(Tugas Singkat 1): Menurut teks bacaan tentang Kitab Hikam, di kota mana penulisnya wafat?

Terjemah Kitab Hikam
Judul kitab asal: متن الحكم العطائية
Penulis: Ibnu Athaillah Al Sakandari (ﺍﺑﻦ ﻋﻄﺎﺀ ﺍﷲ ﺍﻟﺴﻜﻨﺪﺭﻱ)
Nama lengkap: تاج الدين أبو الفضل أحمد بن محمد بن عبد الكريم بن عبد الرحمن بن عبد الله بن أحمد بن عيسى بن الحسين بن عطاء الله الجذامي
Lahir: 1260 M / 658 H
Asal: Iskandariyah, Mesir
Wafat di Kairo, Mesir, 1309 M / 709 Hijriah
Daftar Isi
- Muqaddimah
- Jangan Menunda Amal Baik
- Menjauhi Maksiat
- Cahaya Hati
- Tanda Amal yang Diterima
- Waktu Terbaik
- Manfaat Sholat
- Malulah Saat Dipuji
- Cara Mengenal Allah
- Tutur kata yang Bijak
- Tujuan Dzikir
- Tujuan Syariat
- Ilmu Manfaat
Ilmu Manfaat
العِلْمُ النّافِعُ هُوَ الَّذيِ
يَنَبَسِطُ في الصَّدْرِ شُعاعُهُ ويُكَشَفُ بِهِ عَنِ القَلْبِ قِناعُهُ.
Ilmu yang bermanfaat adalah yang
cahayanya memancar ke dalam dada, dan yang dengannya tersingkap selubung yang
menutupi hati
خَيرُ عِلْمٍ ما كانَتِ الخَشيَةُ مَعَهُ.

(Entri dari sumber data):

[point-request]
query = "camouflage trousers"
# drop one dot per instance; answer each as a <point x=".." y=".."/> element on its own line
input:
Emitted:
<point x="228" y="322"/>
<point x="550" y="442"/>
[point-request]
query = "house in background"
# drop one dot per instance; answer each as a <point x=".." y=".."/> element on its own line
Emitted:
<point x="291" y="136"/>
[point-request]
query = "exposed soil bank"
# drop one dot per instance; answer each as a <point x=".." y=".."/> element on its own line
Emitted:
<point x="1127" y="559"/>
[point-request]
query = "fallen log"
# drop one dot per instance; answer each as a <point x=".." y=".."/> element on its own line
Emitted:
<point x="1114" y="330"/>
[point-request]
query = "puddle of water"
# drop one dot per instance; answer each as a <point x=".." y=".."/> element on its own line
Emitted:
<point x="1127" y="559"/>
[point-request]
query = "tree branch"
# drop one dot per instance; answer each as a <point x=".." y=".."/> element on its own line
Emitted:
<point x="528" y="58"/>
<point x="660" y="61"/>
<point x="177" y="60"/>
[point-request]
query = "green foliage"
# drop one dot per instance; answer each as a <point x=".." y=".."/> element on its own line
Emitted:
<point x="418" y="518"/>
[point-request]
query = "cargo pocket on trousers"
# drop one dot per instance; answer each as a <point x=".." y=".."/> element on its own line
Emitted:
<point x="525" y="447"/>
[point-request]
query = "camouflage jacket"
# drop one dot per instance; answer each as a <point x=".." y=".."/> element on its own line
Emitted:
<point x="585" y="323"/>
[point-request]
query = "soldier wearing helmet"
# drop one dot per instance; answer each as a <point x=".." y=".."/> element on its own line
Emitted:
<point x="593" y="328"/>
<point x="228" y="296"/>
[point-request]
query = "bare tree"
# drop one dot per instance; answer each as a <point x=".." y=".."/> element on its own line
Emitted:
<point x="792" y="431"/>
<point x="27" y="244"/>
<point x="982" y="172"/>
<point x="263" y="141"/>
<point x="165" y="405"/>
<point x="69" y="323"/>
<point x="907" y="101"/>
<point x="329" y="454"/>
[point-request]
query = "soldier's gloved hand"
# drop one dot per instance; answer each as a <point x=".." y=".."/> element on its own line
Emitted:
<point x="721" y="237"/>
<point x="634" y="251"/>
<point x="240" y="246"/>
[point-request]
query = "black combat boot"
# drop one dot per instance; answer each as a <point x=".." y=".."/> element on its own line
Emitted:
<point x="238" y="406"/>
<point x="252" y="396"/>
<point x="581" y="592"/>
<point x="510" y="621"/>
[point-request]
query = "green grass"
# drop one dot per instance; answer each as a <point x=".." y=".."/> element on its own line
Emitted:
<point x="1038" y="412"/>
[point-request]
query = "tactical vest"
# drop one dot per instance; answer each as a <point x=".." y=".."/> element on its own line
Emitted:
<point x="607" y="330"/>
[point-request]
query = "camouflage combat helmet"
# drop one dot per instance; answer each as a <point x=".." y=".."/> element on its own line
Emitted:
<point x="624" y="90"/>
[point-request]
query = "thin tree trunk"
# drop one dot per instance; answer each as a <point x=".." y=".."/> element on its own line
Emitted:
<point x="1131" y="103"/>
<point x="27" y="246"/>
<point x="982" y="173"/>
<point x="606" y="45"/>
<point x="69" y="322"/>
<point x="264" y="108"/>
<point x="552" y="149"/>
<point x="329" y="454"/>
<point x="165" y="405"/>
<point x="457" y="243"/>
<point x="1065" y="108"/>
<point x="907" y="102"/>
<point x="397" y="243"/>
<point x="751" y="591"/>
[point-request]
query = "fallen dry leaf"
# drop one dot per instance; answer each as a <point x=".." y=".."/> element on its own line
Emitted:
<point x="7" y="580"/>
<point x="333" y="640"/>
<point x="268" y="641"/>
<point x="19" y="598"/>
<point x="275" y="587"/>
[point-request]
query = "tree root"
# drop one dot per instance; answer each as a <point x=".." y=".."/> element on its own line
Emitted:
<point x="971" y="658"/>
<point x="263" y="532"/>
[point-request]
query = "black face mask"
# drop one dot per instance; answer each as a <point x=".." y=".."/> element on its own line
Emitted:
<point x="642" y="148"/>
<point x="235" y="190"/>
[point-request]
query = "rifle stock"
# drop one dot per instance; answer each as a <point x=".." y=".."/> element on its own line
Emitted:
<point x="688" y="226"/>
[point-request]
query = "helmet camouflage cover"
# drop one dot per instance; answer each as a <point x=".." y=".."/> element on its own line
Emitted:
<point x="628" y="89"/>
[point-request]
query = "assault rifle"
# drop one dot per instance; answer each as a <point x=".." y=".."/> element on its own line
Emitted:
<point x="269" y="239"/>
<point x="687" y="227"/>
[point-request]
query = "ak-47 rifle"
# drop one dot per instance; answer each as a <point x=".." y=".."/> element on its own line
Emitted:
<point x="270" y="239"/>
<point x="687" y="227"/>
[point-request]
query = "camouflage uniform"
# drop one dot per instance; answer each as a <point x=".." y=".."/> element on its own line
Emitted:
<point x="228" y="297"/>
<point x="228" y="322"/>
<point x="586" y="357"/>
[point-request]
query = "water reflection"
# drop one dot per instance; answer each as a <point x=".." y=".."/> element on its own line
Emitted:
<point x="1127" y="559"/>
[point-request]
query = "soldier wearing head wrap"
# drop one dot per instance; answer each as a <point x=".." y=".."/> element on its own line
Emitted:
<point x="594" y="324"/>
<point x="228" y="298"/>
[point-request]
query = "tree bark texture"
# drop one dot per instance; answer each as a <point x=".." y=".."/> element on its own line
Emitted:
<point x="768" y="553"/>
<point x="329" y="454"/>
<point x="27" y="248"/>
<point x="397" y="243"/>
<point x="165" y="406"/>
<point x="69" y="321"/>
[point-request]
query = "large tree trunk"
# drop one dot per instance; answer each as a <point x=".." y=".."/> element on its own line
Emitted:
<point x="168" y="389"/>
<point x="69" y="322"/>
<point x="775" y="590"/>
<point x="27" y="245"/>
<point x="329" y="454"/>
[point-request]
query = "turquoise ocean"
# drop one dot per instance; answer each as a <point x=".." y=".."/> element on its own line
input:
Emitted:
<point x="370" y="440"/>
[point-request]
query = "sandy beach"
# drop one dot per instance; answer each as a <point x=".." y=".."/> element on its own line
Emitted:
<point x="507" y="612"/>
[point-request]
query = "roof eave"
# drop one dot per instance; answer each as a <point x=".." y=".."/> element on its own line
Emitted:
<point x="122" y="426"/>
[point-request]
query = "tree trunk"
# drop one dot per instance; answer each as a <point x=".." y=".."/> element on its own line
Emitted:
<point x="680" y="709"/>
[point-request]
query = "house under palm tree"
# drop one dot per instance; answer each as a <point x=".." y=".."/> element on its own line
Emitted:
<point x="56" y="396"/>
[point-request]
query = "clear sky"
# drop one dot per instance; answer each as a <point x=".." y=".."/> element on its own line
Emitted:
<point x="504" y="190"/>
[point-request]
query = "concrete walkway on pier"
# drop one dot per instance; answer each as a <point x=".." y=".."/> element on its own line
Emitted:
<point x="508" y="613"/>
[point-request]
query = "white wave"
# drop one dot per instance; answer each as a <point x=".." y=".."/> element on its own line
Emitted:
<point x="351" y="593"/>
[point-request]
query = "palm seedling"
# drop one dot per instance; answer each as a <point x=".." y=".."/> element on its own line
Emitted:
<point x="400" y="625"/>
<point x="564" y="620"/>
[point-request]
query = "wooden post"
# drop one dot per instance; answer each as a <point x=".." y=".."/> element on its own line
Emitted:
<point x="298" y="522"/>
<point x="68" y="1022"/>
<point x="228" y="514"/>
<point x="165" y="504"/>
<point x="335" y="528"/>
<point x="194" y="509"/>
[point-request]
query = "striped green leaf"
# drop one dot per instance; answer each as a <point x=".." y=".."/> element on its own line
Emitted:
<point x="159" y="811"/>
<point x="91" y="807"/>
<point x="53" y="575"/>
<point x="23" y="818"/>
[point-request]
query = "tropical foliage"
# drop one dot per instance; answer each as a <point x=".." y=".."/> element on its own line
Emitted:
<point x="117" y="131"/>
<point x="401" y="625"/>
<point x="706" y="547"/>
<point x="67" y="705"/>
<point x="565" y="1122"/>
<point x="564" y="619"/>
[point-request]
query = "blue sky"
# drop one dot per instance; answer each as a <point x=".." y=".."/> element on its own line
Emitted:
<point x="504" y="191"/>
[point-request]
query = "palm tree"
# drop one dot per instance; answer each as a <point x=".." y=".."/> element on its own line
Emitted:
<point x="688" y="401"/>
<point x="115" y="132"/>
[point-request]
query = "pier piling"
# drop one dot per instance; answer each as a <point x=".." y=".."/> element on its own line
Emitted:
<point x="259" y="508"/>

(Tugas Singkat 2): Laporkan setiap baris dalam entri yang memuat kata "black". Perbedaan huruf besar dan kecil diperhitungkan.

(Pemecahan Masalah 1): Di Kairo, Mesir.

(Pemecahan Masalah 2):
query = "black combat boot"
query = "black face mask"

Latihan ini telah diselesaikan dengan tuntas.